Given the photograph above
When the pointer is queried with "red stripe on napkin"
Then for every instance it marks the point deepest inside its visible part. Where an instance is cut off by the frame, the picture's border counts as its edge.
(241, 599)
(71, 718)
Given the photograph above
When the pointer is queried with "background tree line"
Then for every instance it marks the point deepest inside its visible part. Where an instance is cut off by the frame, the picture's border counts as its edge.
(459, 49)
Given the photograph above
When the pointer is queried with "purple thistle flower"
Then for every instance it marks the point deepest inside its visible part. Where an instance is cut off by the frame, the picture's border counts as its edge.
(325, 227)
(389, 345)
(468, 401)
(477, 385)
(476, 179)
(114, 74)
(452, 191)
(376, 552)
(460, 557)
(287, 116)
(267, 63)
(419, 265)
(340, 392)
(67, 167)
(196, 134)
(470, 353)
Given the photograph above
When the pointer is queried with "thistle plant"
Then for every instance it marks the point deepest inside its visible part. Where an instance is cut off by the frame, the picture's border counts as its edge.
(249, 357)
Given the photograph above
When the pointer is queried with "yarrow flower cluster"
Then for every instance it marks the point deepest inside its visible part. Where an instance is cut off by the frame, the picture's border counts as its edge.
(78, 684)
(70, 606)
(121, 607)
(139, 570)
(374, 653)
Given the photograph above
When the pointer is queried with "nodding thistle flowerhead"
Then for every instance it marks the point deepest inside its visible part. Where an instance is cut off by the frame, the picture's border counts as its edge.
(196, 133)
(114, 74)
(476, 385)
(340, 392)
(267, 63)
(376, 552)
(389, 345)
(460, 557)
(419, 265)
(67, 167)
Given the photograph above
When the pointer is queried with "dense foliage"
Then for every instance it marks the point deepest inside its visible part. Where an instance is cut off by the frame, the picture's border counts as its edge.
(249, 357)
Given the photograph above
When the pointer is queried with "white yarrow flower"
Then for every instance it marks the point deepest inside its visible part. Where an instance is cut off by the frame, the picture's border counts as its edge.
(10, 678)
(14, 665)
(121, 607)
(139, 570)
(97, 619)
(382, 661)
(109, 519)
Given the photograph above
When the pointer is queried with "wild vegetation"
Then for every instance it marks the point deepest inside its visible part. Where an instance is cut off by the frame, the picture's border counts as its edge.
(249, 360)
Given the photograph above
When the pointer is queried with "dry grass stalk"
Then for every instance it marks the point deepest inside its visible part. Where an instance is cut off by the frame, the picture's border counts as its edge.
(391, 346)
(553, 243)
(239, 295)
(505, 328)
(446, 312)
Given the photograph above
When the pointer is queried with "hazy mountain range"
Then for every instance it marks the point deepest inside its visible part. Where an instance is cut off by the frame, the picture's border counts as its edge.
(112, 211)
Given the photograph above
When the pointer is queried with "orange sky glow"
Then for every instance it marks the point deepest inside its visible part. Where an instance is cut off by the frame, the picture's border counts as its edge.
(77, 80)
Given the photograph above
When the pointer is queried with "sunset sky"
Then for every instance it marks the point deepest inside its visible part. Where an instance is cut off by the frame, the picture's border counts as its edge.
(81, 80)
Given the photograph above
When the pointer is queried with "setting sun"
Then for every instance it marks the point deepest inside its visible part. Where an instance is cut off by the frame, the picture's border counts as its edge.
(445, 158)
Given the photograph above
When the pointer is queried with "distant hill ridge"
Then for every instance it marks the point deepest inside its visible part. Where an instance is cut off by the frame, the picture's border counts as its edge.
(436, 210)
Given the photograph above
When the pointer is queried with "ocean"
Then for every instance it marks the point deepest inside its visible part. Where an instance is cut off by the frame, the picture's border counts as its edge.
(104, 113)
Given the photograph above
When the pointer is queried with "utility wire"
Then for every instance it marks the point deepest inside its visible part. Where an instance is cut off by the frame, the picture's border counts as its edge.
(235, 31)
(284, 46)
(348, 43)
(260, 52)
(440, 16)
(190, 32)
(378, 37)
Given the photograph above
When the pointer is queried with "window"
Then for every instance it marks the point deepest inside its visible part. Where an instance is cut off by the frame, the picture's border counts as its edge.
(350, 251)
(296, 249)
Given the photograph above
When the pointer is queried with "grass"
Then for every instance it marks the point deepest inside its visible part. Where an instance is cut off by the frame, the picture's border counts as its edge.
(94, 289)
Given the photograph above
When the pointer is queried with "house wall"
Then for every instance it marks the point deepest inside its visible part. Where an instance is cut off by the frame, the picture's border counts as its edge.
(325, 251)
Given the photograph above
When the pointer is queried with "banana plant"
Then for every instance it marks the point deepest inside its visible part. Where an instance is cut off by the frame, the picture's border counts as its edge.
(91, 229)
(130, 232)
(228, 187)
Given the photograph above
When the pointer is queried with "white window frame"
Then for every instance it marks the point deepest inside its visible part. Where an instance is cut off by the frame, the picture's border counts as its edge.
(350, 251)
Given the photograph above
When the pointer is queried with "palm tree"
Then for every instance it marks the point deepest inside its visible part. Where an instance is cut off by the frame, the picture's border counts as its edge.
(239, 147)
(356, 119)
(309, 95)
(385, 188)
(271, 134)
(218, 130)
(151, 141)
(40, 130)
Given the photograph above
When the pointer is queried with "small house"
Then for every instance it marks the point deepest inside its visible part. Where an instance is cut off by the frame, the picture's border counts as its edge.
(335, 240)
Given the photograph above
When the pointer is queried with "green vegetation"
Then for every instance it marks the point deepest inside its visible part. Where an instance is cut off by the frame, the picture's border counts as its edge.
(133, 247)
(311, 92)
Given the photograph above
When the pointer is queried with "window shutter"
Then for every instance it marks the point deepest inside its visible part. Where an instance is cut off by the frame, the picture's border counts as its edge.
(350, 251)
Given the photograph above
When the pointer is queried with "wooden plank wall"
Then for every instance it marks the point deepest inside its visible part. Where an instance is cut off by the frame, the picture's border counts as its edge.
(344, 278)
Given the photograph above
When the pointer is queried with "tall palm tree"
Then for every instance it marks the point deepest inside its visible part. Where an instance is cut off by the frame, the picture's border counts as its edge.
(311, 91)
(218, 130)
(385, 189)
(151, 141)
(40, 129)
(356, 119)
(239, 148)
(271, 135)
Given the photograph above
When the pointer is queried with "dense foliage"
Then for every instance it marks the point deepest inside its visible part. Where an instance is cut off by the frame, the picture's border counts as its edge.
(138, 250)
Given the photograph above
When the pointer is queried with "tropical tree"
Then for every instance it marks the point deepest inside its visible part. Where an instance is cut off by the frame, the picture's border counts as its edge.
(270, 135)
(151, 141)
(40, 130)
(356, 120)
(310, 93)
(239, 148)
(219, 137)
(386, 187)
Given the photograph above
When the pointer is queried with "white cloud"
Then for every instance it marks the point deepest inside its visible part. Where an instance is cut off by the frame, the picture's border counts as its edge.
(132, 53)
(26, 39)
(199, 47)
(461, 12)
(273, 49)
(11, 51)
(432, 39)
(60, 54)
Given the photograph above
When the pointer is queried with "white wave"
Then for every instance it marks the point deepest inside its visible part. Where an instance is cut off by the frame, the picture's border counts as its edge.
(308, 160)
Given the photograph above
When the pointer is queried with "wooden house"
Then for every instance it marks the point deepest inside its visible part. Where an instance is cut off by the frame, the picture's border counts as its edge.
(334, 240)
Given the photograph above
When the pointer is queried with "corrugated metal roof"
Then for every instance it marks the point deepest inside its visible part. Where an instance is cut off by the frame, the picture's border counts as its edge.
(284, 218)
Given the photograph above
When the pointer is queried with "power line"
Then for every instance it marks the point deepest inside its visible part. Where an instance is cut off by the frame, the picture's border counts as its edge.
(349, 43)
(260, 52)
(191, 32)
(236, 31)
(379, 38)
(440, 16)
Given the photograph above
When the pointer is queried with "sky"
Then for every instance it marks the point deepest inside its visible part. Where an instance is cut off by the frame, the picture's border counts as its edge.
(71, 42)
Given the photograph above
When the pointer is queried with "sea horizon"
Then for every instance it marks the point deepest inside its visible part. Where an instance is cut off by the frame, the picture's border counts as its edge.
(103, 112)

**The task**. The answer must consist of every line above that holds the string "wooden", copied exactly.

**Answer to this task**.
When the pointer is queried with "wooden plank wall"
When the pointer is queried with "wooden house"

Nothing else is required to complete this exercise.